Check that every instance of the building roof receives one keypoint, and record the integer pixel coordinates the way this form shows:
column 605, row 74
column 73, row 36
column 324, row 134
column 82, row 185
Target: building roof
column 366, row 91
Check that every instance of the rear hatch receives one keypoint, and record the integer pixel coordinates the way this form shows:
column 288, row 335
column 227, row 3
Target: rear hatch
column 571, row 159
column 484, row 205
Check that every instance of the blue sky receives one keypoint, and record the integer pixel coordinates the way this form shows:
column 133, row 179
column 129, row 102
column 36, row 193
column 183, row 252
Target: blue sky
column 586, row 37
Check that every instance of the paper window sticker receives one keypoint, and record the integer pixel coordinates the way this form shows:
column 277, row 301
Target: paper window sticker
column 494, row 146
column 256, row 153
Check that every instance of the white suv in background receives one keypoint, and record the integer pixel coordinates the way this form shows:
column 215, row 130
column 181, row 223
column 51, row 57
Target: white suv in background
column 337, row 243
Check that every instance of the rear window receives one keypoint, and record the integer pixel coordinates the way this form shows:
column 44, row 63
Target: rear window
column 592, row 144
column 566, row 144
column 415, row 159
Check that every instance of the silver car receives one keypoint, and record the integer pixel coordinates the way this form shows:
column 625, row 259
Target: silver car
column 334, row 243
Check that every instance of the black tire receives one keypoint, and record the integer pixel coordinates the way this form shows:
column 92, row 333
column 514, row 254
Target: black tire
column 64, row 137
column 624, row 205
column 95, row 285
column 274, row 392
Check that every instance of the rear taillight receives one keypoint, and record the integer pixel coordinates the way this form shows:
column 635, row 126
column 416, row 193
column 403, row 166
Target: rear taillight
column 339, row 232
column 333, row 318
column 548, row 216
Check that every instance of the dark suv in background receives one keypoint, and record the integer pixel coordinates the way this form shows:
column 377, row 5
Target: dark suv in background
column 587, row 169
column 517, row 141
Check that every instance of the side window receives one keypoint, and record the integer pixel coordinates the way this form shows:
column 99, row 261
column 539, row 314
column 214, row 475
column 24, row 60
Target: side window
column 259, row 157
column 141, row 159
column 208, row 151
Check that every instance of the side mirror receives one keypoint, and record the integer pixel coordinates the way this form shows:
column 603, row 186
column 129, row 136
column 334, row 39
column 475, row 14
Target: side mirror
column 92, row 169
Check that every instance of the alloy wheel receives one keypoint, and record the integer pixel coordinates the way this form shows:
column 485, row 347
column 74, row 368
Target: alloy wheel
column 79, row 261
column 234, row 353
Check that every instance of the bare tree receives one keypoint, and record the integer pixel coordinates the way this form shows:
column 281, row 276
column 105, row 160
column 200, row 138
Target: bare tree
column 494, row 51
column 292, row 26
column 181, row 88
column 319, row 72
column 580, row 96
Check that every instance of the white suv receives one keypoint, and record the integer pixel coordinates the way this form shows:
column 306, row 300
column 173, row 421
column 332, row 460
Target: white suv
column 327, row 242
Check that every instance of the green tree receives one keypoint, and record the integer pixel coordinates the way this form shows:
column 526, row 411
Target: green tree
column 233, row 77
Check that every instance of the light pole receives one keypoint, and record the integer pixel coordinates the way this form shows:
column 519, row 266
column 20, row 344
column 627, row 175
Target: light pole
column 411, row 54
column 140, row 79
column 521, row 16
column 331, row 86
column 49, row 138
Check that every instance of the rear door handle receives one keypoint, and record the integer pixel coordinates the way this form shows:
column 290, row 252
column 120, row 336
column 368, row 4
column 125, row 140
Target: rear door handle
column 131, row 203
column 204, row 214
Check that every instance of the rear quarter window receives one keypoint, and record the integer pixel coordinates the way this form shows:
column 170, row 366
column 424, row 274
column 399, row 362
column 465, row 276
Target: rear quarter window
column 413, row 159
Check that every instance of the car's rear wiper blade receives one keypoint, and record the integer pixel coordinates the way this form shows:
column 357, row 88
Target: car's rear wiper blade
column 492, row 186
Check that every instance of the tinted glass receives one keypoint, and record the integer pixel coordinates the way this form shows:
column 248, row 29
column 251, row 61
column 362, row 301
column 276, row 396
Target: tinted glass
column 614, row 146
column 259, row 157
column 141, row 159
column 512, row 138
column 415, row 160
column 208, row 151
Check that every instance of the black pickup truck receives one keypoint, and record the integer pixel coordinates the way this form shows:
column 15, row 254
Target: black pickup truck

-------

Write down every line of the data exactly as it appears above.

** TASK OUTPUT **
Check that every instance of the building roof receives one keypoint, and record the integer pixel coordinates the way this form shows:
column 605, row 74
column 73, row 36
column 324, row 134
column 82, row 185
Target: building roof
column 366, row 91
Check that every instance of the rear hatch receives one keypoint, and record the integer pixel coordinates the way this form shows:
column 288, row 335
column 227, row 3
Target: rear hatch
column 571, row 159
column 484, row 205
Check that every instance of the blue sky receives one keypoint, and record the integer pixel coordinates the way this form shows:
column 133, row 179
column 129, row 102
column 36, row 193
column 183, row 252
Target: blue sky
column 586, row 37
Check that every instance of the paper window sticker receives one keypoint, and record the integer pixel coordinates the way this form shows:
column 277, row 301
Target: paper window sticker
column 494, row 146
column 256, row 153
Check that every instance of the white suv in background receives one keypoint, and record the integer pixel coordinates the way this form shows:
column 215, row 130
column 181, row 223
column 51, row 57
Target: white suv in background
column 337, row 243
Check that every instance of the rear window receives one keypoint, and record the integer pixel coordinates the way this form shows:
column 44, row 63
Target: rear window
column 592, row 144
column 566, row 144
column 415, row 159
Check that every instance of the silver car receives one keypoint, and record the integer pixel coordinates the way this form shows:
column 625, row 259
Target: silver car
column 334, row 243
Check that every instance of the black tire receives one keypoint, and record the integer pixel coordinates the way this form shows:
column 92, row 333
column 514, row 254
Target: black tire
column 64, row 137
column 624, row 205
column 95, row 285
column 274, row 392
Check that every instance of the rear taillight receives one keypoint, and record the integer pixel coordinates the way this form shows:
column 635, row 126
column 416, row 193
column 403, row 166
Target: rear taillight
column 339, row 232
column 333, row 318
column 548, row 216
Check that every instance of the dark suv in background receives one keypoint, and record the integer pixel coordinates the way this form shows:
column 377, row 5
Target: dark suv in background
column 587, row 169
column 517, row 141
Check that every instance of the side window receives one keypoint, and record the integer pixel coordinates the way this form shows:
column 99, row 261
column 539, row 314
column 214, row 475
column 24, row 60
Target: side window
column 259, row 157
column 141, row 159
column 208, row 151
Check that every instance of the side mirror receives one keypoint, and record the integer pixel coordinates the way this form shows:
column 603, row 186
column 129, row 136
column 334, row 39
column 475, row 14
Target: side mirror
column 92, row 169
Check that every instance of the alloy wheel receives one keypoint, and record the integer pixel coordinates the way this form shows:
column 485, row 347
column 74, row 368
Target: alloy wheel
column 79, row 261
column 234, row 353
Check that every instance of the bare tree receives one keypoint, and record the integer pixel coordinates the way this form shows:
column 281, row 276
column 105, row 160
column 200, row 138
Target: bare tree
column 494, row 51
column 292, row 26
column 181, row 88
column 319, row 72
column 580, row 96
Check that every instance of the white suv receives one keypoint, and record the integer pixel coordinates the way this form shows:
column 306, row 300
column 173, row 421
column 332, row 460
Target: white suv
column 327, row 242
Check that every instance of the green tree receives one keypoint, and record the integer pixel coordinates the way this form shows:
column 526, row 411
Target: green tree
column 233, row 77
Check that every instance of the light pole receives one keypoint, and record the integer pixel coordinates the way this form shows:
column 519, row 266
column 20, row 344
column 627, row 175
Target: light pole
column 411, row 54
column 140, row 79
column 521, row 16
column 331, row 86
column 49, row 138
Check that every instance of the rear door handle receives one keypoint, and record the integer pixel coordinates the way this form shows:
column 290, row 252
column 120, row 336
column 368, row 4
column 125, row 140
Target: rear door handle
column 131, row 203
column 204, row 214
Check that every instance of the rear quarter window receives one keypoint, and record the integer pixel coordinates the way this form shows:
column 170, row 366
column 424, row 274
column 399, row 362
column 465, row 276
Target: rear quarter window
column 413, row 159
Check that every instance of the car's rear wiper blade receives one keypoint, and record the integer pixel coordinates the way this form shows:
column 357, row 88
Target: car's rear wiper blade
column 492, row 186
Check that every instance of the tinted glass receives one keypoint, and record the integer pixel coordinates the way this form shows:
column 248, row 29
column 251, row 61
column 362, row 301
column 276, row 396
Target: tinted glass
column 614, row 146
column 259, row 157
column 141, row 159
column 512, row 138
column 415, row 160
column 208, row 151
Check that every instance of the black pickup truck receives one keypoint, and record the integer pixel coordinates the way this form shows:
column 15, row 254
Target: black pickup truck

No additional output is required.